Source data:
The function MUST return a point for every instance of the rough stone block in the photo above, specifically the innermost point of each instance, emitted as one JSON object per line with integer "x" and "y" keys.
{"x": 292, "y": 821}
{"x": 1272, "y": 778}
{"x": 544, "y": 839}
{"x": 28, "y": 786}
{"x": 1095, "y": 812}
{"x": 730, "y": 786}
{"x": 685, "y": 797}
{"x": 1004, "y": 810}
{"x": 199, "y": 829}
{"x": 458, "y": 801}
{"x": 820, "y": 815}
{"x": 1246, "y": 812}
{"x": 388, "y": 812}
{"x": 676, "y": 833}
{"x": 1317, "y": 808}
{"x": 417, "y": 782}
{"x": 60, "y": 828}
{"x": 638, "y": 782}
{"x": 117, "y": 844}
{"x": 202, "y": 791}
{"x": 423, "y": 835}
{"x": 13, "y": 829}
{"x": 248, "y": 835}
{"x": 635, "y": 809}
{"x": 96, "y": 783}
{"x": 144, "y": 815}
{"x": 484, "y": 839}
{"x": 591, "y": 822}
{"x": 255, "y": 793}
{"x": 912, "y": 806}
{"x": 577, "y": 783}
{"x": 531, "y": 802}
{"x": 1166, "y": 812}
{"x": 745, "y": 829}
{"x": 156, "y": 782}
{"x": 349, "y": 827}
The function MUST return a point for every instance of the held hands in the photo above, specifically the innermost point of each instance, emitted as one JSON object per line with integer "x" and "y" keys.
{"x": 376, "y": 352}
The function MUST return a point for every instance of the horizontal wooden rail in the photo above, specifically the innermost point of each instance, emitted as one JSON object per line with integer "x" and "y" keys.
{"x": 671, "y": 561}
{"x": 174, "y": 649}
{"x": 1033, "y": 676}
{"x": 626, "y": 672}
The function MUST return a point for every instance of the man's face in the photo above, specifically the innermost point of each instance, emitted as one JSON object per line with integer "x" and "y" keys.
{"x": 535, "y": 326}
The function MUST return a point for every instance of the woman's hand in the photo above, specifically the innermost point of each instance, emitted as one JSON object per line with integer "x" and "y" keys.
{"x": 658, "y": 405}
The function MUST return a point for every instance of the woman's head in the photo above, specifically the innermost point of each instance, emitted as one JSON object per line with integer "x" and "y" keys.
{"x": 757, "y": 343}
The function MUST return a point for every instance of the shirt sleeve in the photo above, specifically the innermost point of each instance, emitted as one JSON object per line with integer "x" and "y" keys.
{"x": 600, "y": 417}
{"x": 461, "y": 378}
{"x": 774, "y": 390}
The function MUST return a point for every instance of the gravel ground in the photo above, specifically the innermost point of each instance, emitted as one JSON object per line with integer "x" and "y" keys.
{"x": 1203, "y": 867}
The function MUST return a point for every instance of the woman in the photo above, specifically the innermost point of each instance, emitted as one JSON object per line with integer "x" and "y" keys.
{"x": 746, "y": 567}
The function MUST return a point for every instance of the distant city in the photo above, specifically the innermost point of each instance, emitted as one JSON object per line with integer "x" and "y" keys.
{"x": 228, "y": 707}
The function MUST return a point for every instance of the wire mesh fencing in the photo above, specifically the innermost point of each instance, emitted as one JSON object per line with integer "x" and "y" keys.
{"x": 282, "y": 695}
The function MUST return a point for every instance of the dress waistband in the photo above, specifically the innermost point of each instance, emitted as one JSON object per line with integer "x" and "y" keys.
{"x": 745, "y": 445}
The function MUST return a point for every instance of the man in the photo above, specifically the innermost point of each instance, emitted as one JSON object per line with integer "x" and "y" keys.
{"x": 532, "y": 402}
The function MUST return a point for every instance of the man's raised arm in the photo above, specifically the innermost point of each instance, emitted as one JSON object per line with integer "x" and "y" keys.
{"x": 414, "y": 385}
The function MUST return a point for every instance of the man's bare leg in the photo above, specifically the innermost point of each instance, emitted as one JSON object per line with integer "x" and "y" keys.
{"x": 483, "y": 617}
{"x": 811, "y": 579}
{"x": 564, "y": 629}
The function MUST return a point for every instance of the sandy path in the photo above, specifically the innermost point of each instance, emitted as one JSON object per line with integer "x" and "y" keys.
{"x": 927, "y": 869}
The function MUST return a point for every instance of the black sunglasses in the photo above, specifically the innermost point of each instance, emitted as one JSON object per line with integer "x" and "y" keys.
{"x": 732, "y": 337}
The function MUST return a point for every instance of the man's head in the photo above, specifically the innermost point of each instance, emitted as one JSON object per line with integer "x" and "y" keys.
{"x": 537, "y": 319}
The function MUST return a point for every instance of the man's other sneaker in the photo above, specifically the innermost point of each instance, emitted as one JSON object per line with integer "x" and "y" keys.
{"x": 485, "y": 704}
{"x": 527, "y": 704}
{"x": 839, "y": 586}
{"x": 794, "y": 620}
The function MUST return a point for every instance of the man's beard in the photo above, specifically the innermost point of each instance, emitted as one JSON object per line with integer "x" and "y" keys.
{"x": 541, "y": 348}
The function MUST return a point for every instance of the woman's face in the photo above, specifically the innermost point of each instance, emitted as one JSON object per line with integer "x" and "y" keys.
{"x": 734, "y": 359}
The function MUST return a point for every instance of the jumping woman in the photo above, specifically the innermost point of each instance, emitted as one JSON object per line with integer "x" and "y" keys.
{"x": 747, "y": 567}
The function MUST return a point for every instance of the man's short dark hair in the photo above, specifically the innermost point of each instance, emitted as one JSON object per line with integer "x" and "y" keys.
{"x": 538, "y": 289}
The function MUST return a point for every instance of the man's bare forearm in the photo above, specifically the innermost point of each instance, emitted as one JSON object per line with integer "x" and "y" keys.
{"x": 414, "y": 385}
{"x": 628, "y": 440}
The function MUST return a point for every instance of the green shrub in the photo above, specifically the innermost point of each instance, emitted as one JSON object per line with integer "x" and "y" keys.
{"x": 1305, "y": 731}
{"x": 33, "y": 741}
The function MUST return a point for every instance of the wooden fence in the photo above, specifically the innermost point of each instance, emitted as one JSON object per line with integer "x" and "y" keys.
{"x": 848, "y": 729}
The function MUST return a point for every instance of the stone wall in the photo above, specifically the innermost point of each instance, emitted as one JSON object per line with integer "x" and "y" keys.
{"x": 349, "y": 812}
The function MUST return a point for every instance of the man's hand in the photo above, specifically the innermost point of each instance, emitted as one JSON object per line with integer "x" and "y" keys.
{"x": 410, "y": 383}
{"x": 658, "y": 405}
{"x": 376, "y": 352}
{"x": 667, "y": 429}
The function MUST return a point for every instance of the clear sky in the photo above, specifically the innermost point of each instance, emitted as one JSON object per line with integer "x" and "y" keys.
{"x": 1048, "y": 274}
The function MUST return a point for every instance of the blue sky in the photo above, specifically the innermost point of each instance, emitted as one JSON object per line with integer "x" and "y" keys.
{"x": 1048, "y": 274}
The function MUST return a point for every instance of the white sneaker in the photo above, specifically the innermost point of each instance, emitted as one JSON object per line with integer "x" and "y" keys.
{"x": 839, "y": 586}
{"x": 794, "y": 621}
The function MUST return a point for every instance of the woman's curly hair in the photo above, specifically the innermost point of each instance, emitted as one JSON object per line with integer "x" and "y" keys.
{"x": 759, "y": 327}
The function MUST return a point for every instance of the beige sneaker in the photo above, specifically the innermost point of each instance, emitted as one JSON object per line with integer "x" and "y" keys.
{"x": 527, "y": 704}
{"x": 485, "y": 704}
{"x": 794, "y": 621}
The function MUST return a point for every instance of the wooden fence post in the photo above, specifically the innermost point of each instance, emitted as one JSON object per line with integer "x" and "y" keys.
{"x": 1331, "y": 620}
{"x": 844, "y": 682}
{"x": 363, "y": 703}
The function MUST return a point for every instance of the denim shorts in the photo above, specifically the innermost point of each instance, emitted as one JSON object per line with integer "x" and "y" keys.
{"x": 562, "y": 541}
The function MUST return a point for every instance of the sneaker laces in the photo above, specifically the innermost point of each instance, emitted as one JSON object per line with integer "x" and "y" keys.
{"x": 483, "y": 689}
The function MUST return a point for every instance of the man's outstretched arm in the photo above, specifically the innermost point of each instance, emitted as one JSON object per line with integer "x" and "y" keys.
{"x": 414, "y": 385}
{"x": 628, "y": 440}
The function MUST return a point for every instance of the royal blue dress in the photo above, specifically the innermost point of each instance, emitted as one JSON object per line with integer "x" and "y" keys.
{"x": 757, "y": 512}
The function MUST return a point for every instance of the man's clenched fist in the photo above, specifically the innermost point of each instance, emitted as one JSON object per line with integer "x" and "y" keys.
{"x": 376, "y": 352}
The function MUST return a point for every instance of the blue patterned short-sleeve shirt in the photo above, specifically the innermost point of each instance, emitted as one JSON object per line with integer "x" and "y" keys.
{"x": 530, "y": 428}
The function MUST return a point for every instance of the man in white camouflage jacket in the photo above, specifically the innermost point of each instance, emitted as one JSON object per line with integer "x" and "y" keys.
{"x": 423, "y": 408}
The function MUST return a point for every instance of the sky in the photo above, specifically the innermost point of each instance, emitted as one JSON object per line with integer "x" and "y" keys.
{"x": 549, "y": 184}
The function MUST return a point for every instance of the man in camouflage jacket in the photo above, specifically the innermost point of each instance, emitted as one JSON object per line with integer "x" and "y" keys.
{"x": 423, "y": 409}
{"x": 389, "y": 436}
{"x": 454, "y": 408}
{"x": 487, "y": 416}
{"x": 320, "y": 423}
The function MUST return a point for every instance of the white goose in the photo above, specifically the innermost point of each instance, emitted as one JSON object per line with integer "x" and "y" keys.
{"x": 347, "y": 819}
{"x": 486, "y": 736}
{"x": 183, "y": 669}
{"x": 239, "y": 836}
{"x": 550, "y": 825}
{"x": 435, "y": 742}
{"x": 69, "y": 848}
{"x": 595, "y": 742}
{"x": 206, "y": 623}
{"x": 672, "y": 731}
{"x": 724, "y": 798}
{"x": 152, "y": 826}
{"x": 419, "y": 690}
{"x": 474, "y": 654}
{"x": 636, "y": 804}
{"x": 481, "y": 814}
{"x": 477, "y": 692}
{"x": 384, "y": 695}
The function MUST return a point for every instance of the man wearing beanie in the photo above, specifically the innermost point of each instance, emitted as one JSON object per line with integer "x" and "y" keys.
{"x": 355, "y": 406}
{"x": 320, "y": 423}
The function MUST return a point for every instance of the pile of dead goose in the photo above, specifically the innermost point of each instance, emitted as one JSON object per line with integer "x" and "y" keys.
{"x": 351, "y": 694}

Problem statement:
Output the line holding "the white goose", then every later line through the end of the records above, exactly as given and nothing else.

Response:
The function MUST return a point for every instance of the white goose in the photo above, specifically the innermost point of each instance, emitted as one JSON object per line with integer "x" and "y" keys.
{"x": 347, "y": 819}
{"x": 486, "y": 736}
{"x": 183, "y": 669}
{"x": 239, "y": 836}
{"x": 550, "y": 825}
{"x": 435, "y": 742}
{"x": 69, "y": 848}
{"x": 595, "y": 742}
{"x": 206, "y": 623}
{"x": 672, "y": 731}
{"x": 724, "y": 798}
{"x": 152, "y": 826}
{"x": 419, "y": 690}
{"x": 474, "y": 654}
{"x": 636, "y": 804}
{"x": 481, "y": 814}
{"x": 477, "y": 692}
{"x": 384, "y": 695}
The function MUST return a point for every instance of the man wearing beanie in the photo above, specifically the innermost point of each instance, emitted as one JSON object per line with integer "x" and "y" keys.
{"x": 355, "y": 406}
{"x": 320, "y": 423}
The function MUST return a point for every instance of the pile of dead goose in the photo above, specifically the innermost point of each instance, emitted as one JSON object per line with integer "x" and "y" keys.
{"x": 351, "y": 694}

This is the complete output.